EXERCISE PROMPT.
Copy the line containing "Tag every instance of the luggage", then all lines after it up to and including the final line of the material, exactly and without additions.

INFORMATION.

──────

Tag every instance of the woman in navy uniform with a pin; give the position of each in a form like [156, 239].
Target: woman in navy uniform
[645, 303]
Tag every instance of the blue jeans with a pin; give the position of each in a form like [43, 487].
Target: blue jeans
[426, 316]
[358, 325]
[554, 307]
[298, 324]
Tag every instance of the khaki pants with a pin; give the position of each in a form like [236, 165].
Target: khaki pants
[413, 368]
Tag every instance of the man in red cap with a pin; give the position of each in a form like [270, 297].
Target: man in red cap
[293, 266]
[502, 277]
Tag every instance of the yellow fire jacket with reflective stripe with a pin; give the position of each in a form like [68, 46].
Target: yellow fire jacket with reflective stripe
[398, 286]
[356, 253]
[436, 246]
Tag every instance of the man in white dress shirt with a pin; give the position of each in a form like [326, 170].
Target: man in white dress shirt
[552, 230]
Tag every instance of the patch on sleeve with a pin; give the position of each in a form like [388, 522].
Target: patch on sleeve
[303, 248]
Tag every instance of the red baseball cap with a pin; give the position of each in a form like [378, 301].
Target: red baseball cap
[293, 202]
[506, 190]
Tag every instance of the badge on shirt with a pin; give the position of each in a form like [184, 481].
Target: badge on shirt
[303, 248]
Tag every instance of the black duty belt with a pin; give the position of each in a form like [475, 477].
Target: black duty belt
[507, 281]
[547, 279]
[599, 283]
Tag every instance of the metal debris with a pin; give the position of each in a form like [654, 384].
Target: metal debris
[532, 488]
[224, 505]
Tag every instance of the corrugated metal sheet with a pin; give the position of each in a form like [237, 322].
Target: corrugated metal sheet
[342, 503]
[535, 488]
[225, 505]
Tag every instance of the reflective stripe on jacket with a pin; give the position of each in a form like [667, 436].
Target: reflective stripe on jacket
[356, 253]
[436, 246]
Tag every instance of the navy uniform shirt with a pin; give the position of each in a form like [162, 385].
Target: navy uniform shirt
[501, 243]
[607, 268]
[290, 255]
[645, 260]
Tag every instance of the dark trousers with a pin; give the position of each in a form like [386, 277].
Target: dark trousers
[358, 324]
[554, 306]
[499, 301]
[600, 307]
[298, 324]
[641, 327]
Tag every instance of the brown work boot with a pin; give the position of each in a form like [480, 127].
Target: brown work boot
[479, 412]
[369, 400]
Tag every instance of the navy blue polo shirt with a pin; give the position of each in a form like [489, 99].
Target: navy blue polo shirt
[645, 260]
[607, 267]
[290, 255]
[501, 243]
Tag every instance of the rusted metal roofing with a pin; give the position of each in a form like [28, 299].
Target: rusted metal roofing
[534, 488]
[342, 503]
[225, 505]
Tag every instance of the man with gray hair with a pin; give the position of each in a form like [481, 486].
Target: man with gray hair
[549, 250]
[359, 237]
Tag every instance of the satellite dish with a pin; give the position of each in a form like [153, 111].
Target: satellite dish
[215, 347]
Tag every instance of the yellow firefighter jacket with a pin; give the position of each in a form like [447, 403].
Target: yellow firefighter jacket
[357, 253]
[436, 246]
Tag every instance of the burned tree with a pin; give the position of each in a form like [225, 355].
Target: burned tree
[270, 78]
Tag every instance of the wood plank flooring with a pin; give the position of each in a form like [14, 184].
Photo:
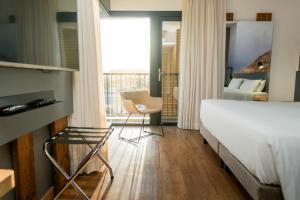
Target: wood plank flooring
[175, 167]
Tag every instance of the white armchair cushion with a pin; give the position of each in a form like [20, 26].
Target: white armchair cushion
[140, 102]
[261, 86]
[250, 85]
[235, 83]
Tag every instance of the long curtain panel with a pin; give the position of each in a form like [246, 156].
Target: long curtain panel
[88, 89]
[202, 62]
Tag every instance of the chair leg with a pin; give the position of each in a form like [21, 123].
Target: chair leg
[124, 126]
[136, 140]
[162, 130]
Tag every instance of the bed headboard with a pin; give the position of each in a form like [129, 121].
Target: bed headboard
[255, 76]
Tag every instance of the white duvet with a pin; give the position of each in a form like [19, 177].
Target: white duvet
[237, 94]
[264, 136]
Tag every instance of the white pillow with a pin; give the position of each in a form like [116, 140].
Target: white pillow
[250, 85]
[235, 83]
[261, 86]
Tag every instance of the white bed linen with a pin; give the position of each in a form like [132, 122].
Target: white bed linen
[237, 94]
[263, 136]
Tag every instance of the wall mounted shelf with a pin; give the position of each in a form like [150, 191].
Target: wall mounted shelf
[38, 67]
[14, 126]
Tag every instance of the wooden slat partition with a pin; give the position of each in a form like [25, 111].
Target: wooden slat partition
[23, 159]
[60, 152]
[7, 181]
[264, 17]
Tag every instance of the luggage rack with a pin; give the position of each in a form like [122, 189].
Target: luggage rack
[95, 138]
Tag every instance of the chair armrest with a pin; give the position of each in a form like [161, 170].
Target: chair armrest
[130, 106]
[155, 102]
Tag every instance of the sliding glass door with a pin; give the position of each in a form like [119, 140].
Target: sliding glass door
[141, 51]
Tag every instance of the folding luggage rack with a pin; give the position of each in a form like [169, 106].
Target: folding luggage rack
[95, 138]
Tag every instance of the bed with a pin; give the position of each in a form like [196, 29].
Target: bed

──────

EXERCISE SOLUTION.
Tag every instance of the luggage rack with a pin; give the position of each in a form like [122, 189].
Target: luggage rack
[95, 138]
Tag every instance of the chair armrest with a pin; give the position of each in a form like [161, 170].
Target: chair armrest
[130, 106]
[155, 102]
Tag every instance of the sliding glass door with a pin; give the position of each in a form like [119, 140].
Target: sliding glass door
[141, 51]
Tag every instance of the folding luggage rack with a pin; give the position of each in a form like [169, 106].
Target: folding luggage rack
[95, 138]
Tag every instance of the bed with a pin; give the position of each in a form like [196, 29].
Target: bed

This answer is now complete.